● **What is being asked**:
Go through the listing and copy every line word for word.

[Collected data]
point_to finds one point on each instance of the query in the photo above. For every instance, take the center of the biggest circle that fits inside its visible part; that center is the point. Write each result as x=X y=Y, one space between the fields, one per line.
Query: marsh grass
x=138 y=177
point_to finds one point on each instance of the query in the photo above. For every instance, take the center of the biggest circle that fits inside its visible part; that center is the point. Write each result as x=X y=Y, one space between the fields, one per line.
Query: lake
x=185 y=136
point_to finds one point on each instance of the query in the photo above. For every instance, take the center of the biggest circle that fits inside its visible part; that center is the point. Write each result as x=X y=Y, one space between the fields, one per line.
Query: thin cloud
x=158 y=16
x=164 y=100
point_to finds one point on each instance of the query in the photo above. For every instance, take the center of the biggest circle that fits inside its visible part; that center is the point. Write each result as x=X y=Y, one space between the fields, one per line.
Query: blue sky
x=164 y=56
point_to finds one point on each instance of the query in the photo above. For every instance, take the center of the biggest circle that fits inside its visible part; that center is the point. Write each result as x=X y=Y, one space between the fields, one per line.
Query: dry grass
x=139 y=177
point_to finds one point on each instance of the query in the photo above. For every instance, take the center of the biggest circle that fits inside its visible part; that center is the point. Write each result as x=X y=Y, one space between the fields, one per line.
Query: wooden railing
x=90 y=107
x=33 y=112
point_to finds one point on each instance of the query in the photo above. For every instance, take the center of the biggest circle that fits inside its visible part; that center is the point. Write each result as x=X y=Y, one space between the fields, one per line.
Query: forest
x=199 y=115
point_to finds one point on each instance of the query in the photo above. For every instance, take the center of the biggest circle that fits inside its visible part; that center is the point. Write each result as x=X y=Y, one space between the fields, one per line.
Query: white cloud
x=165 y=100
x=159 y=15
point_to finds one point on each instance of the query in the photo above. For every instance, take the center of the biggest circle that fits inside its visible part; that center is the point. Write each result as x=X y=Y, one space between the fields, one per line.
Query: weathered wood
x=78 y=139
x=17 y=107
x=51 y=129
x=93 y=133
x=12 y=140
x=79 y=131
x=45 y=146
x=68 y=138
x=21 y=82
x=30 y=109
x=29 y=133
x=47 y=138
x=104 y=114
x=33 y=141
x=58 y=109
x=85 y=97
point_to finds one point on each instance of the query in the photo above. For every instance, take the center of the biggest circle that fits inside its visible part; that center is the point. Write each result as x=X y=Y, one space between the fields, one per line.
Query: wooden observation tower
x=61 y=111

● **Exercise answer**:
point_to finds one point on each instance of the query in the photo above. For every instance, take the center of the biggest circle that fits inside its visible part; that center is the point. Write each result as x=X y=Y, one space between the fields, one per line.
Query: marsh grass
x=138 y=177
point_to finds one point on each instance of the query in the photo above. For every instance, take the center of the biggest circle that fits inside its visible part; that center is the point. Write each result as x=X y=Y, one space between the fields, one per line.
Query: lake
x=185 y=136
point_to finds one point on each instance of the query in the photo above. For every instance, take the center of the biggest circle that fits inside its visible part; that center is the point. Write each result as x=X y=Y, one space between the fields, one per line.
Query: thin cloud
x=158 y=16
x=164 y=100
point_to finds one point on each instance of the query in the photo above. For every instance, take the center of the biggest circle that fits inside its visible part; that center is the point. Write each result as x=X y=Y, one space between the fields, one per line.
Query: blue sky
x=164 y=56
point_to finds one point on each instance of the query in the photo above. For every instance, take the center of the biggest circle that fits inside its visible part; that center is the point. Write each result as x=X y=Y, one space between the fields, one per line.
Query: dry grass
x=139 y=177
point_to finds one point on each instance of the query in the photo above. For every instance, take the center of the biggest circle that fits inside its visible part; that center is the point. Write each result as x=X y=Y, one space between the fields, one per line.
Query: wooden railing
x=90 y=107
x=33 y=112
point_to finds one point on each instance of the query in the photo above. For every instance, take the center of the biggest circle that fits inside its visible part; that center is the point. Write each result as x=X y=Y, one space between the fields, one per line.
Query: forest
x=199 y=115
point_to finds one point on each instance of the query in the photo above. For every instance, take the center of the biggest circle that fits inside its visible part; that center is the point. Write each result as x=X y=Y, one space between the fields, one per line.
Query: white cloud
x=165 y=100
x=159 y=15
point_to finds one point on each instance of the query in the photo above. For every instance, take the center of the biggest circle that fits inside its visible part; that center is the point. Write each result as x=X y=Y, one space between the fields, one per line.
Query: weathered wood
x=78 y=139
x=17 y=107
x=51 y=129
x=93 y=133
x=12 y=140
x=79 y=131
x=45 y=146
x=68 y=138
x=21 y=82
x=30 y=109
x=29 y=133
x=47 y=138
x=104 y=114
x=33 y=141
x=58 y=109
x=85 y=97
point_to finds one point on each instance of the query in the photo above. For every instance, take the center of the biggest circle that fits inside its visible part; that center is the point. Write each result as x=X y=Y, one space between the fields, one per line.
Query: wooden observation tower
x=61 y=111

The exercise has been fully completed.